## Text passage
▼

“Why Do Wealthy Parents Have Wealthy Children?”, 2021-02-05 (; similar):
We show that family background matters statistically-significantly for children’s accumulation of wealth and investor behavior as adults, even when removing the genetic connection between children and the parents raising them. The analysis is made possible by linking Korean-born children who were adopted at infancy by Norwegian parents to a population panel data set with detailed information on wealth and socioeconomic characteristics. The mechanism by which these Korean-Norwegian adoptees were assigned to adoptive families is known and effectively random. This mechanism allows us to estimate the causal effects from an adoptee being raised in one type of family versus another.
…The linear rank correlations are 0.24 and 0.16 for the samples of non-adoptees and adoptees, respectively. This means that, on average, a 10 percentile increase in parent net wealth is associated with a 2.4 percentile increase in a biological child’s net wealth and a 1.6 percentile increase in an adoptee’s net wealth…On average, the adoptees accrue an extra US$2,250 of wealth if they are assigned to an adoptive family with US$10,000 of additional wealth. The magnitude of this estimate suggests that adoptees raised by parents with a wealth level that is 10% above the mean of the parent generation can expect to obtain a wealth level that is almost 3.7% above the mean of the child generation.
…We find that the indirect effects arising from changes in the observed mediator variables explain about 37% of the average causal effect from assignment to wealthier parents on children’s accumulation of wealth. Direct transfers of wealth are the most important mediator variable, accounting for almost 90% of the indirect effect.
…Columns 1 and 2 in panel A of Table 5 suggest that both family environment and genetics are important in explaining the variation in children’s wealth accumulation. Shared environment accounts for about 16% (10%) of the variation in net (financial) wealth accumulation. Relative to shared environment, the genetic factors explain a larger portion (twice as much or more) of the variation in wealth accumulation (both net and financial wealth). These findings are consistent with the results in Table 3, showing statistically-significant but less wealth transmission from parents to adoptees as compared with non-adoptees.
As shown in column 3 in panel A of Table 5, shared environment is also important for explaining the variation in financial risk-taking, as measured by the risky share. By comparison, genetic factors explain little of the variation in this measure of financial risk-taking. In column 4 of Table 5, we report results for education as measured by years of schooling. These results are close to the American study of Korean adoptees by 2007, who finds that 9% of the variation in years of schooling can be explained by shared environment, while 60% is attributable to genes.

▲

## Raw data
▼

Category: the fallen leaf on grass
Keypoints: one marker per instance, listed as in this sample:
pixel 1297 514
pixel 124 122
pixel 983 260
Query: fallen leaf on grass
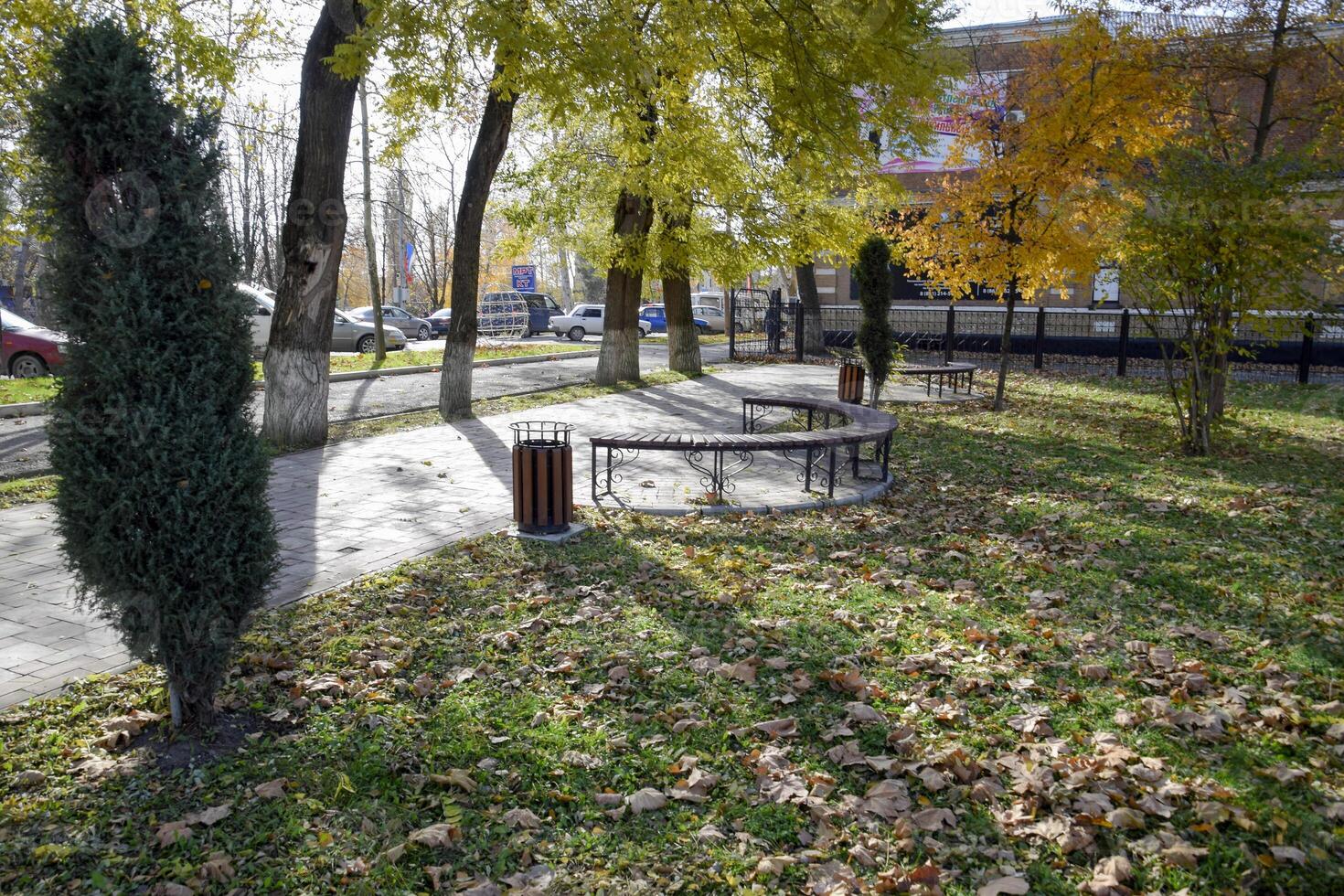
pixel 778 727
pixel 1004 887
pixel 522 818
pixel 218 868
pixel 272 789
pixel 934 818
pixel 1109 878
pixel 172 832
pixel 646 799
pixel 436 836
pixel 208 817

▲

## Exercise instructions
- A) In the passage on wealthy parents, what share of the indirect effect do direct transfers of wealth account for?
- B) From the passage on wealthy parents, reproduce everything from "As shown in" down to "attributable to genes.".

## Per-task answers
- A) Almost 90%

- B)
As shown in column 3 in panel A of Table 5, shared environment is also important for explaining the variation in financial risk-taking, as measured by the risky share. By comparison, genetic factors explain little of the variation in this measure of financial risk-taking. In column 4 of Table 5, we report results for education as measured by years of schooling. These results are close to the American study of Korean adoptees by 2007, who finds that 9% of the variation in years of schooling can be explained by shared environment, while 60% is attributable to genes.